* _TEXTO ELEGIDO_:
+ + + + +

Por Ricardo Baeza

Ad portas de un nuevo proceso eleccionario en Chile, de consejeros para una segunda redacción de propuesta constitucional, algunos grupos que en el anterior proceso aprobaban los cambios han estado llamando esta vez a anular masivamente el voto. Buscan manifestar un profundo descontento con la apropiación que ha hecho de este nuevo proceso el mundo político tradicional, el que se asume no cuenta con legitimidad ante la ciudadanía y cuyo poder y malas prácticas precisamente se pretenden modificar con un recambio constitucional.

La opción me parece completamente válida. Anular un voto es manifestar rechazo por todas las alternativas existentes, una declaración política de desafección del proceso. Pero en el minuto en que se propone masificar la anulación con el fin de deslegitimar todo el proceso eleccionario y así pretender obligar al mundo político a rehacerlo, devolviendo el proceso a las fuerzas ciudadanas, creo que no sólo es pecar de ingenuidad sino caer en un completo desvarío.

En un contexto de estado moderno, donde las decisiones políticas se deciden por los apoyos mayoritarios ciudadanos, las elecciones se transforman en las instancias claves de legitimación. Y para garantizarla, se incluyen mecanismos que obliguen a llegar a una decisión que se muestre mayoritaria y, así, legitima. Uno de ellos es considerar como votos válidos sólo los que indiquen con claridad preferencia por alguna de las opciones. Y eso excluye a los nulos y a los blancos. Por eso, salvo mencionarlos al inicio de los recuentos, como una suerte de dato anecdótico, no se contabilizan en los porcentajes finales. Para todo efecto práctico, operan exactamente igual que no haber ido a votar (aunque para el individuo votante sea políticamente significativo y mucho más responsable hacerlo). Eso implica que, más allá de convertirse en un acto de significación y desahogo en lo personal, no tiene efecto alguno en las decisiones políticas generales.

¿Y si los votos nulos llegaran a ser más que todos los votos válidos? Mención aparte de la improbabilidad de que ello ocurra, el efecto es el mismo que si sólo fueran 4 o 5 votos nulos, no entran en el recuento y no afectan en los porcentajes finales. Eso sí, sería un tema de conversación en el debate público durante un par de semanas y les daría pantalla a los analistas y politólogos de turno, hablando de problemas de legitimidad de fondo. Pero de efecto real, nada de nada. No olvidemos que hasta hemos tenido presidentes gobernando con un apoyo inferior al 25% del universo electoral, o congresistas ocupando escaños con un 1% o menos de votación directa, y aún así todo sigue adelante. El sistema electoral tiene reglas para legitimar el resultado que no necesariamente coinciden con el ideal de legitimación política que les gustaría a todos los ciudadanos.

Participar de una elección es involucrarse en una decisión de rumbo para la política nacional. Para que la dirección resultante sea justo la que nosotros queremos, es necesario que nuestra orientación sea la misma que la de la mayoría de los votantes. A veces aquello ocurre, lo que es genial. Pero cuando eso no pasa, la pregunta a hacerse es ¿me daría lo mismo que ganara cualquiera otro de los rumbos en juego? Aquí los idealistas dirían que si, que si no gana nuestra opción da lo mismo cualquier otra, amparados en un purismo que lo único que consigue es encerrarlos más en sus convicciones ideológicas. Un pragmático en cambio diría que no, que es infinitamente mejor un camino no tan alejado de mi ideal que uno que me lleve más bien hacia el lado contrario.

+ + + + +

* _TAREA A_: Resume en dos oraciones el texto sobre el voto nulo.
* _TAREA B_: Devuelve, copiada al pie de la letra, la parte del texto sobre el voto nulo que empieza con "Ad portas de" y sigue hasta "un recambio constitucional.".

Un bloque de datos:
+ + + + +

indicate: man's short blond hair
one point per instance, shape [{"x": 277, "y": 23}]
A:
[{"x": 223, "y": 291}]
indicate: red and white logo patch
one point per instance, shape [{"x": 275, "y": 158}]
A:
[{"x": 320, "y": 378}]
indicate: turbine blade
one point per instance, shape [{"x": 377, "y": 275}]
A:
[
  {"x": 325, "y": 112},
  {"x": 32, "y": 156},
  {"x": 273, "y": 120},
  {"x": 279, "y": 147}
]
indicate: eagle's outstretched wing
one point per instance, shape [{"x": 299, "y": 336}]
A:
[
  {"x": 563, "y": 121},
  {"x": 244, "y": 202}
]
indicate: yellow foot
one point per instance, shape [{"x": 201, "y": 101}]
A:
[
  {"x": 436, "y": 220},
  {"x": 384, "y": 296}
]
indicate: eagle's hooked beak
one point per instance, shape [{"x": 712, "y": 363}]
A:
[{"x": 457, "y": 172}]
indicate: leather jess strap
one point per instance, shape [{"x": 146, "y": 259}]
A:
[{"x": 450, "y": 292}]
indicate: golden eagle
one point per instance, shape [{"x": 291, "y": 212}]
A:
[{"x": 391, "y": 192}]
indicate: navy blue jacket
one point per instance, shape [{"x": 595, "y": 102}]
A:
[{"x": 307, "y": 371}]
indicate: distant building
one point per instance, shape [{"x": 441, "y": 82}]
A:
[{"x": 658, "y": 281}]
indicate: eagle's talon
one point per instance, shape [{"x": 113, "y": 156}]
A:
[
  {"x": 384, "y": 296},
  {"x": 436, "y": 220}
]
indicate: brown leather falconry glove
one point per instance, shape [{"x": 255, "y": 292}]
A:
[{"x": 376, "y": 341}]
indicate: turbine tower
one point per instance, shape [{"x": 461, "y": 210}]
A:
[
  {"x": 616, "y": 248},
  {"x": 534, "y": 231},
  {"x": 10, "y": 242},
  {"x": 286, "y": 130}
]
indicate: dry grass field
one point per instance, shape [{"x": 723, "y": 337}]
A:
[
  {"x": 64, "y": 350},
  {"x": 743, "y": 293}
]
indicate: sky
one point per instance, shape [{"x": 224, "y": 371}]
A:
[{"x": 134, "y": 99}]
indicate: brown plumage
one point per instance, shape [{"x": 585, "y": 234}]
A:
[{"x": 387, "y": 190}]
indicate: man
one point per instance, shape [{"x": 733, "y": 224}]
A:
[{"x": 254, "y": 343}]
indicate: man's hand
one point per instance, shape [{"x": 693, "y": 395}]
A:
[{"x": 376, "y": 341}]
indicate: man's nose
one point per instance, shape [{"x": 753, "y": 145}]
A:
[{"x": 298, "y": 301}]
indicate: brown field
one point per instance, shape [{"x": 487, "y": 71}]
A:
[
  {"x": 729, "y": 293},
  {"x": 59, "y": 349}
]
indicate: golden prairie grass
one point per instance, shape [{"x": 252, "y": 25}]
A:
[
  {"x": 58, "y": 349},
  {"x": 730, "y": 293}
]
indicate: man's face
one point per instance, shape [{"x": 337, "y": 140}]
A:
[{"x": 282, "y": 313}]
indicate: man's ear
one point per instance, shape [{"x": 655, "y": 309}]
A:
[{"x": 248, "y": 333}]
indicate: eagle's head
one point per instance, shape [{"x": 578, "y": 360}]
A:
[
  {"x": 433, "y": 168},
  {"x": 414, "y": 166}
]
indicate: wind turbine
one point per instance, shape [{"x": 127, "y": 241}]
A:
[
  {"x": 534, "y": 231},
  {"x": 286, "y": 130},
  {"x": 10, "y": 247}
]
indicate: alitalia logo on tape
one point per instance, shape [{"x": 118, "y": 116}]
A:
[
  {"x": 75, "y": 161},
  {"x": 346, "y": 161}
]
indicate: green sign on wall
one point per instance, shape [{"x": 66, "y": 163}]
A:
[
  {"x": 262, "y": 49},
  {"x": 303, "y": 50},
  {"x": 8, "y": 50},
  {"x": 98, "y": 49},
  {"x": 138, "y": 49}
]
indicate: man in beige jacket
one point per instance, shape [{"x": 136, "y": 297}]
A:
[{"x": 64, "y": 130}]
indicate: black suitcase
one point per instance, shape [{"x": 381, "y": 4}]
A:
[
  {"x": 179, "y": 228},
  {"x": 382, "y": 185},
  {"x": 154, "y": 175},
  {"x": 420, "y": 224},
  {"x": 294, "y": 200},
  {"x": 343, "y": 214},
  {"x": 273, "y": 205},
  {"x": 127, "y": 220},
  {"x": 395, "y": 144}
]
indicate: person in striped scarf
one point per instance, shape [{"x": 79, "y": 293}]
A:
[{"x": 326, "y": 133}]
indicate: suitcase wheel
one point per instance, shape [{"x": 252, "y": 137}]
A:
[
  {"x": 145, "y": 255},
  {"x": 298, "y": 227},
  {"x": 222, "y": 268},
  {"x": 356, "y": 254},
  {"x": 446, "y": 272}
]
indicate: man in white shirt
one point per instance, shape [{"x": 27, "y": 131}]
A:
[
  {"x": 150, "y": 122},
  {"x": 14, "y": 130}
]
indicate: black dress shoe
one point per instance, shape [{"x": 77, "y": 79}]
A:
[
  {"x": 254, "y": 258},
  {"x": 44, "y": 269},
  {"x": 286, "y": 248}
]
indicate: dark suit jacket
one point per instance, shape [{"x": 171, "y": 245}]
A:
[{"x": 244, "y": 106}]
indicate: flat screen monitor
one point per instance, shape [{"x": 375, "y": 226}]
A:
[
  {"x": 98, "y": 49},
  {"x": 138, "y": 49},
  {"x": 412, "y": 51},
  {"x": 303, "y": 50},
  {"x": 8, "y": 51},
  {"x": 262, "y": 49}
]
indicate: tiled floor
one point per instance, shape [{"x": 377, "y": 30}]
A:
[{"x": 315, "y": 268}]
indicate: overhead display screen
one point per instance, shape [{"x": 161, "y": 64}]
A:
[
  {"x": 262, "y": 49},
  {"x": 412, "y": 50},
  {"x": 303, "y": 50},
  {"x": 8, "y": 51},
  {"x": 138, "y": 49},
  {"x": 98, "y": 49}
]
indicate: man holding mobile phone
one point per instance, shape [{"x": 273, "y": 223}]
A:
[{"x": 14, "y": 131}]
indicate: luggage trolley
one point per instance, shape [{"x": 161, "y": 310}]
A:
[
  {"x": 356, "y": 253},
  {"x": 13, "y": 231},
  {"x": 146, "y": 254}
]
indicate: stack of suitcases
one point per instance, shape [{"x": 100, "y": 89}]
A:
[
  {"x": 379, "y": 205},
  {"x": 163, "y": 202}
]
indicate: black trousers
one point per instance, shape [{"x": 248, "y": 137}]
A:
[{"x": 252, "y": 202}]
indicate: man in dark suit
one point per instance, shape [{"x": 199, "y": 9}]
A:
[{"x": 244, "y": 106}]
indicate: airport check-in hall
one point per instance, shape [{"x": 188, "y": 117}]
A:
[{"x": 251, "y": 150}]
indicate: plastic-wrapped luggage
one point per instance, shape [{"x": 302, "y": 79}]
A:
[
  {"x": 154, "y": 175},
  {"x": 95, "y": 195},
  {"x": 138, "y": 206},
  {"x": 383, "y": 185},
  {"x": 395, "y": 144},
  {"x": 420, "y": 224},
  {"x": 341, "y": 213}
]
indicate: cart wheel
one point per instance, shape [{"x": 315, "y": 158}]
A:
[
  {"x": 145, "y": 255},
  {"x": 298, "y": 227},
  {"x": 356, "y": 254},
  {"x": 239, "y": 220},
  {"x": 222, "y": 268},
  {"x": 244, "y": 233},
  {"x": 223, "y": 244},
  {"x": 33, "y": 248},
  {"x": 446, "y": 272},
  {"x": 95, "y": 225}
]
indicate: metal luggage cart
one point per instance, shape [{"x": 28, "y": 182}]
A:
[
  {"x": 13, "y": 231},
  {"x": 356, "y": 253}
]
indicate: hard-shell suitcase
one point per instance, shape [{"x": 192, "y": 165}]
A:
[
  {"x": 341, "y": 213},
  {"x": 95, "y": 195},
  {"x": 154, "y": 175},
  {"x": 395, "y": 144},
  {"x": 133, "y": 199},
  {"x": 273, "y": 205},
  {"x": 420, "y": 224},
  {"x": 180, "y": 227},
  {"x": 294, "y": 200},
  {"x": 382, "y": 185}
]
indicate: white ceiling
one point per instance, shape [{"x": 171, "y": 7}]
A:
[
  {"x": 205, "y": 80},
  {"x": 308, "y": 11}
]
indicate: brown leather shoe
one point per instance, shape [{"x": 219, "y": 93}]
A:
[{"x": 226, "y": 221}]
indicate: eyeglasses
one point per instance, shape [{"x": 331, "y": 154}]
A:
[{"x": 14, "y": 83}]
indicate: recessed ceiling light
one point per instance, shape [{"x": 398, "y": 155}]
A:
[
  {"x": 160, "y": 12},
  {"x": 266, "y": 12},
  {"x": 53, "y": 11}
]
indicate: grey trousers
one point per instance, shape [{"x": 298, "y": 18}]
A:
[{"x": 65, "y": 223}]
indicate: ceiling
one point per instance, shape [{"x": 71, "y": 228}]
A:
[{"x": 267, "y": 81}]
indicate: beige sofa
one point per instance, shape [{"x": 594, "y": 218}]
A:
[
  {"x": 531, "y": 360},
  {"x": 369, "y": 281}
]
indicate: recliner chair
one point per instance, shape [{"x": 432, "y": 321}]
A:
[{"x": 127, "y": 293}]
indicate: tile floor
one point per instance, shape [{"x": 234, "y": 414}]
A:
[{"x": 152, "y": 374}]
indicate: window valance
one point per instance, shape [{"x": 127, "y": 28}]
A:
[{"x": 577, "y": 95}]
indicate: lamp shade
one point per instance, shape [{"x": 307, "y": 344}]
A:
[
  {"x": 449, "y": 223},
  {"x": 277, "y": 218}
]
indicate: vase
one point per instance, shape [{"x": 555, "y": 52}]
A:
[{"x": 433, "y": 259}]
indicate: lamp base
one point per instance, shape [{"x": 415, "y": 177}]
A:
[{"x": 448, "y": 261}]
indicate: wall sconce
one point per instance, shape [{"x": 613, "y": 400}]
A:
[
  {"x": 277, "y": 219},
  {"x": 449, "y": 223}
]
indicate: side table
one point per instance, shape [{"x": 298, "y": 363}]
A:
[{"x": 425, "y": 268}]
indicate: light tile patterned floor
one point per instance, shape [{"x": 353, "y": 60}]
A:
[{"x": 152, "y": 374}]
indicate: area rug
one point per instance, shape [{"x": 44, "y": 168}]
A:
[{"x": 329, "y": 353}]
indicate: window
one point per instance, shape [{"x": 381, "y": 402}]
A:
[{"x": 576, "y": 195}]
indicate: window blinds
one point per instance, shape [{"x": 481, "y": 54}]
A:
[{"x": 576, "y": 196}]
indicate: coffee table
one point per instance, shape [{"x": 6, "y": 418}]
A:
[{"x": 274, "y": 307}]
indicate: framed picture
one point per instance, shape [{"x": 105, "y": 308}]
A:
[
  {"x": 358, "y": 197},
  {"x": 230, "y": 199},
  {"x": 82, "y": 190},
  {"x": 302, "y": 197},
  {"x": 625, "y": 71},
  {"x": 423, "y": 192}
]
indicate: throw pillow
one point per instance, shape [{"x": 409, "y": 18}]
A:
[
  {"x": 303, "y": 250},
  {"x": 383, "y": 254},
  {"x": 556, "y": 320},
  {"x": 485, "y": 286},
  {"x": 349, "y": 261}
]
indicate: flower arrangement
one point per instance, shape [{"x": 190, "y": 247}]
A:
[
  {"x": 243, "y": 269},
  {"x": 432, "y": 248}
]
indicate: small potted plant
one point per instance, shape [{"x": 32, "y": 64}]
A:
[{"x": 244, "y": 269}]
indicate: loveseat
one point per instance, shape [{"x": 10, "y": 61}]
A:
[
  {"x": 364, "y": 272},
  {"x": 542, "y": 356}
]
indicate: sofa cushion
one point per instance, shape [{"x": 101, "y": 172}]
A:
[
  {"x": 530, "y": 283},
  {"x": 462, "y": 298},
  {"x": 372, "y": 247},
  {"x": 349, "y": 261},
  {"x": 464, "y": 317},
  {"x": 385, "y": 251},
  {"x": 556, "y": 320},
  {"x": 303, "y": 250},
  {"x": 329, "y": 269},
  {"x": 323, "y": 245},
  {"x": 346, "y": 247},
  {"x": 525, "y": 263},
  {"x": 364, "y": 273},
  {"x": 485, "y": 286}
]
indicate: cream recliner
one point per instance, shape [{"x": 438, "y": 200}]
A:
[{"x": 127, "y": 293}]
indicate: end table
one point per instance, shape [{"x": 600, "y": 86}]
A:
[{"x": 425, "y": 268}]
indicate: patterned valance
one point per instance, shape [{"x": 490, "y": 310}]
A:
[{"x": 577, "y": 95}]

+ + + + +

* _RESPUESTA COMPLETA A_: Ante la nueva elección de consejeros en Chile, algunos grupos que antes apoyaban los cambios llaman a anular el voto en masa para mostrar su rechazo a que los políticos de siempre se hayan adueñado del proceso. El texto ve válido anular, pero afirma que los votos nulos no se cuentan en los porcentajes finales, valen lo mismo que no ir a votar y no cambian nada en las decisiones políticas, aunque llegaran a ser más que los válidos.

* _RESPUESTA COMPLETA B_:
Ad portas de un nuevo proceso eleccionario en Chile, de consejeros para una segunda redacción de propuesta constitucional, algunos grupos que en el anterior proceso aprobaban los cambios han estado llamando esta vez a anular masivamente el voto. Buscan manifestar un profundo descontento con la apropiación que ha hecho de este nuevo proceso el mundo político tradicional, el que se asume no cuenta con legitimidad ante la ciudadanía y cuyo poder y malas prácticas precisamente se pretenden modificar con un recambio constitucional.